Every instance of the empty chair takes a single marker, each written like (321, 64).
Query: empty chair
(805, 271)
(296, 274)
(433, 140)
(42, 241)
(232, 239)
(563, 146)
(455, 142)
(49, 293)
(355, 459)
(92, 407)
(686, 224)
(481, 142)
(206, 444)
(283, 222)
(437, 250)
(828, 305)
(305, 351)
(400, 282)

Your instructions » Copy every line of the records above without changing anything.

Solution »
Every instance of the empty chair takes a single marker, each written like (321, 64).
Query: empty chair
(805, 271)
(296, 274)
(433, 140)
(42, 241)
(232, 239)
(563, 146)
(455, 142)
(49, 293)
(355, 459)
(92, 407)
(686, 224)
(481, 142)
(206, 444)
(283, 222)
(437, 250)
(828, 305)
(305, 351)
(400, 282)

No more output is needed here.